TASK PROMPT
Pick out every line of the records that contains the string "roof", and copy each one in full.

GIVEN DATA
──────────
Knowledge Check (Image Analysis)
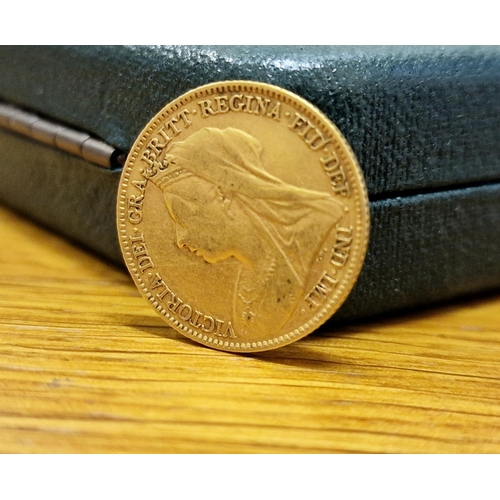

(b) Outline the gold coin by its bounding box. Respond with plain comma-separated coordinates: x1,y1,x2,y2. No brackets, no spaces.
117,81,369,352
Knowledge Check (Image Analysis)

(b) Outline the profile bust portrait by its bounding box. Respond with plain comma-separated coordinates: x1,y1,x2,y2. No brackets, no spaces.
146,128,344,338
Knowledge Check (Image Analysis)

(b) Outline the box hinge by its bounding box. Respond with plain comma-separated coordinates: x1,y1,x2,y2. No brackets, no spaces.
0,102,125,169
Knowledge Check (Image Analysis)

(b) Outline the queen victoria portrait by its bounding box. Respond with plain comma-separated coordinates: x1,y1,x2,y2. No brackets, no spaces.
149,127,344,338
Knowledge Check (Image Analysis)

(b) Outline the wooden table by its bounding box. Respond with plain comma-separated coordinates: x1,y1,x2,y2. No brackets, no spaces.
0,203,500,453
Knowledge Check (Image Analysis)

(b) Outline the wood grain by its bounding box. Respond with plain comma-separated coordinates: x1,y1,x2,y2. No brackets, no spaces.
0,203,500,453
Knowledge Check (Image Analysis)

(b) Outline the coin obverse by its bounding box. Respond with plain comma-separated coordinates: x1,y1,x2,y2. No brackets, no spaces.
117,81,369,352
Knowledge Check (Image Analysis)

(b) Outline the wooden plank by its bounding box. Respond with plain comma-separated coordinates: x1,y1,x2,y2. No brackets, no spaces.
0,208,500,453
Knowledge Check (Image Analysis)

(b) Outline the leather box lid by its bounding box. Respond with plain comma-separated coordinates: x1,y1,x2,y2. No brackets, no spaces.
0,46,500,199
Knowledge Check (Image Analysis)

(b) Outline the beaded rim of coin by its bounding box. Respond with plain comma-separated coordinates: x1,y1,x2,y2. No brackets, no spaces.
117,81,369,352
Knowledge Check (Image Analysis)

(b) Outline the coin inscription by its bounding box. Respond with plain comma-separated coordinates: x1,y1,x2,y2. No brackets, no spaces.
117,81,369,352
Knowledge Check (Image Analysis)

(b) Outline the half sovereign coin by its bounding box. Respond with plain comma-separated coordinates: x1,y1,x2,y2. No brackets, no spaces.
117,81,369,352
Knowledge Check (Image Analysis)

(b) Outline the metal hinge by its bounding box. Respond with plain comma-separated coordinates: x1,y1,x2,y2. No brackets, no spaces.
0,102,125,169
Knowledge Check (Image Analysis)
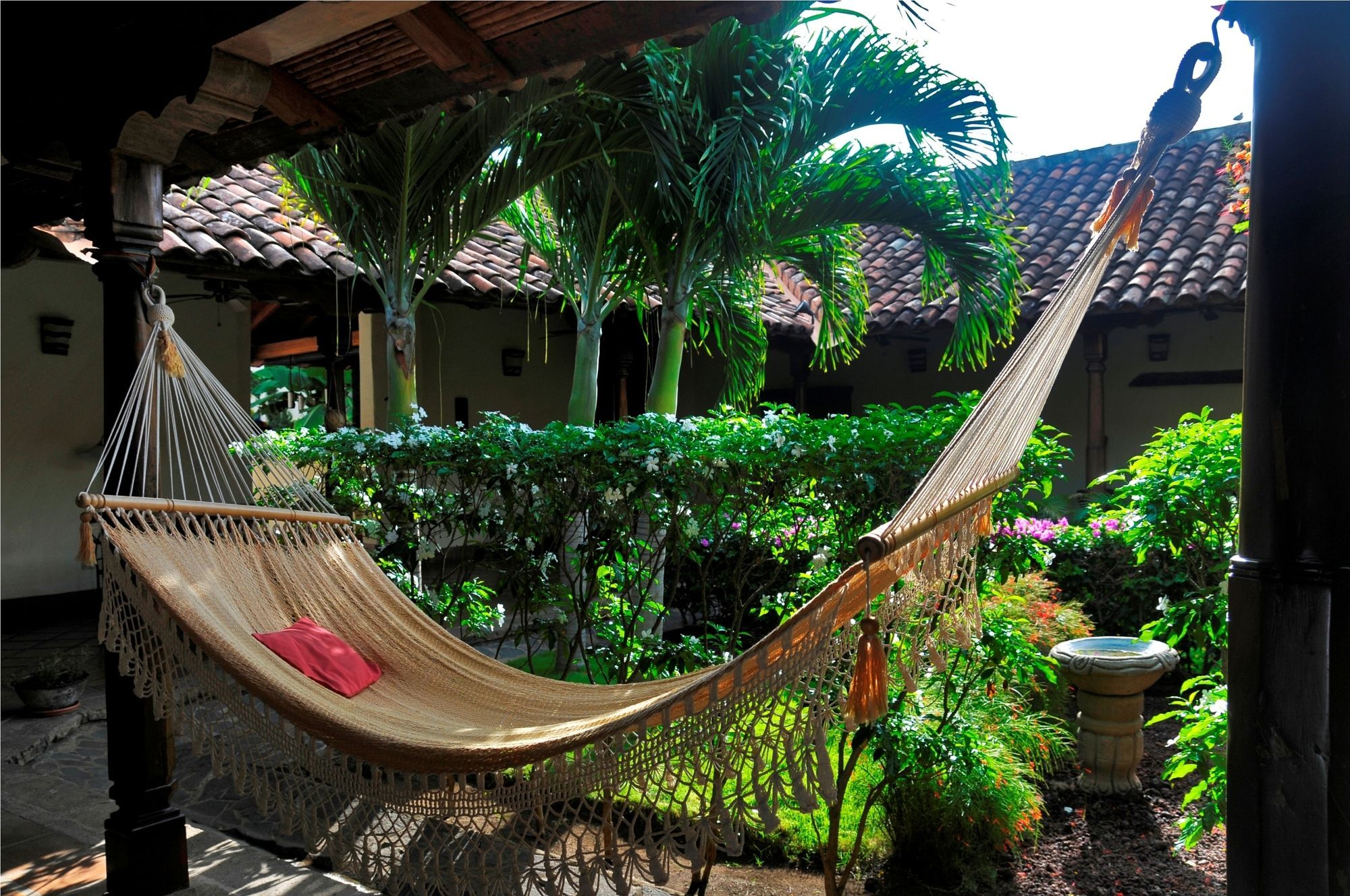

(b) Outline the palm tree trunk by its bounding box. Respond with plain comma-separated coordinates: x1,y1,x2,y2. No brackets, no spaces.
647,298,688,414
567,318,602,426
385,308,417,422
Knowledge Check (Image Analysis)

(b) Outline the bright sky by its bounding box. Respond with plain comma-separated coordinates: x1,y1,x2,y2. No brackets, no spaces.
821,0,1254,159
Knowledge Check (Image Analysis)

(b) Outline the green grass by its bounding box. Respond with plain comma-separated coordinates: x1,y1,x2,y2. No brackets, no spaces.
616,707,891,868
506,650,609,684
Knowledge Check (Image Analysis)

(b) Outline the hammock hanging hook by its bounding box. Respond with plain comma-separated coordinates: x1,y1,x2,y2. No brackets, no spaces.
1172,40,1223,96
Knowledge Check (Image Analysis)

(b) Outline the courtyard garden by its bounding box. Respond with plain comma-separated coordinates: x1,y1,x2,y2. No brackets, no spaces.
251,394,1241,893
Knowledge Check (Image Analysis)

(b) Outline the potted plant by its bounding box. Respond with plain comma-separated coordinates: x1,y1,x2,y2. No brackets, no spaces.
11,653,89,715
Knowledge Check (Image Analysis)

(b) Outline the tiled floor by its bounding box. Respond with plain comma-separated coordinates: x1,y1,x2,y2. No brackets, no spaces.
0,811,104,896
0,619,103,718
0,621,370,896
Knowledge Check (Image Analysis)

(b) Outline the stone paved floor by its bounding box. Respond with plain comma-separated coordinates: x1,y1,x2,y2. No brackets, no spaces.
0,621,373,896
0,621,667,896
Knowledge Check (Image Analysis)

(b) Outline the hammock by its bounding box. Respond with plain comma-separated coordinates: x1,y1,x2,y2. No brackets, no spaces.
80,45,1218,896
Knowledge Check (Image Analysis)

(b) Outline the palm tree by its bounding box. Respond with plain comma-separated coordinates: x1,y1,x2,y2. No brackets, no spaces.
275,63,649,416
620,4,1019,413
502,159,644,426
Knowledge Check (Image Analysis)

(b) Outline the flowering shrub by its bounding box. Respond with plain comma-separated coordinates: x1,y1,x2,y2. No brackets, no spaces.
269,394,1068,681
1219,140,1251,233
994,408,1242,847
980,572,1092,653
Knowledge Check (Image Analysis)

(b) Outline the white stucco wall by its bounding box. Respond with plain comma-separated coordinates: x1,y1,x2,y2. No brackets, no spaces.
0,260,248,599
417,305,576,426
362,300,1242,490
680,312,1242,490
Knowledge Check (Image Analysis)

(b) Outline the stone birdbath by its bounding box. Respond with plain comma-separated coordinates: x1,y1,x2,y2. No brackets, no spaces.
1050,637,1179,793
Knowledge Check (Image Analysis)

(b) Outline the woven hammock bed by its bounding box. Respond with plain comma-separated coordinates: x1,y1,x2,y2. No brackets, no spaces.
80,45,1218,896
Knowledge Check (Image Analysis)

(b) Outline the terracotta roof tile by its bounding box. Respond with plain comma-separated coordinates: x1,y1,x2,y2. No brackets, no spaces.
764,127,1246,337
47,128,1246,329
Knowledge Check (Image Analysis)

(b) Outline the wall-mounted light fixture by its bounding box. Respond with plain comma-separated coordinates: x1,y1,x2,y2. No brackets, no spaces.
502,348,525,376
38,314,76,355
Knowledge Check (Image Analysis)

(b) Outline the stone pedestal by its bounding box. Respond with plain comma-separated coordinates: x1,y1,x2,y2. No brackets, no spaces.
1050,637,1179,793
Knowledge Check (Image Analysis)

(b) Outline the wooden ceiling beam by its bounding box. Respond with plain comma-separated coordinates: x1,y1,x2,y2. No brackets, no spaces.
390,3,514,78
262,65,343,134
216,0,425,66
252,328,360,367
248,302,281,331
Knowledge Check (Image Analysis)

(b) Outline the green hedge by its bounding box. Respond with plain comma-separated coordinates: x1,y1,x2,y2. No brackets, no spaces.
267,393,1069,680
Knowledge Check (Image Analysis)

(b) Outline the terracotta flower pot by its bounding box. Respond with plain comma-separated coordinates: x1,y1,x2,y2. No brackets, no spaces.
14,673,89,715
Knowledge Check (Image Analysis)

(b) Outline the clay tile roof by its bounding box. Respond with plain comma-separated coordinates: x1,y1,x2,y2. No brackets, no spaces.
40,127,1246,337
764,125,1247,337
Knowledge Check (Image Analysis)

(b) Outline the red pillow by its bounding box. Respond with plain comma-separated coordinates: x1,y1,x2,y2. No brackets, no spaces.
254,617,383,696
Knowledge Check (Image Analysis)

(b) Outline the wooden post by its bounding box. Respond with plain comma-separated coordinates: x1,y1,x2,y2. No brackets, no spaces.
787,345,811,414
1083,329,1107,483
86,152,188,896
1220,3,1350,896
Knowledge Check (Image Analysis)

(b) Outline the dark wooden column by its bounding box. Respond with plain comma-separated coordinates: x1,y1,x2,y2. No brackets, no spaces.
86,152,188,896
1220,3,1350,896
1083,331,1106,482
787,345,811,414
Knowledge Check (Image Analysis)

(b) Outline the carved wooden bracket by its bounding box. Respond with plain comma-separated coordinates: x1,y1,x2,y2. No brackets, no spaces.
117,50,271,166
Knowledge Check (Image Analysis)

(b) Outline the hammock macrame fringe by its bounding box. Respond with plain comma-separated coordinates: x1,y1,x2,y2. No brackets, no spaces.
99,501,988,896
80,38,1218,896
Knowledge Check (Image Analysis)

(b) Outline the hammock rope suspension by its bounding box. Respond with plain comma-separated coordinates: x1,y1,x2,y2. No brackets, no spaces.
78,38,1219,896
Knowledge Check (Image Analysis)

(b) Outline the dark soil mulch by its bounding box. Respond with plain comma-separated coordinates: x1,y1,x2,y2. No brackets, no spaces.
988,688,1227,896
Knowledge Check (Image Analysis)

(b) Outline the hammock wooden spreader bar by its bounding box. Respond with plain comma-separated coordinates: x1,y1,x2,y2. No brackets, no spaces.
80,45,1218,896
76,491,351,526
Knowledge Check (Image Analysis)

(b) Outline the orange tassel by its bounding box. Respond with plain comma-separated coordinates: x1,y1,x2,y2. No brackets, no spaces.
1092,169,1157,251
844,617,891,731
159,328,188,379
76,510,99,567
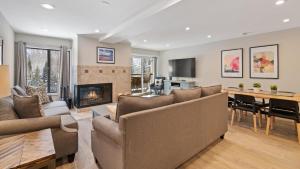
──────────
THE SOLUTION
(b) Outline the terracotta roof tile by its bounding box. Respond with plain comma-separated coordinates: x1,y1,x2,y2. No brackets, no spaces.
(b) Outline the clay tile roof by its bounding box. Respond with plain comma-separated coordinates: x1,y1,x2,y2. No brackets, no spaces.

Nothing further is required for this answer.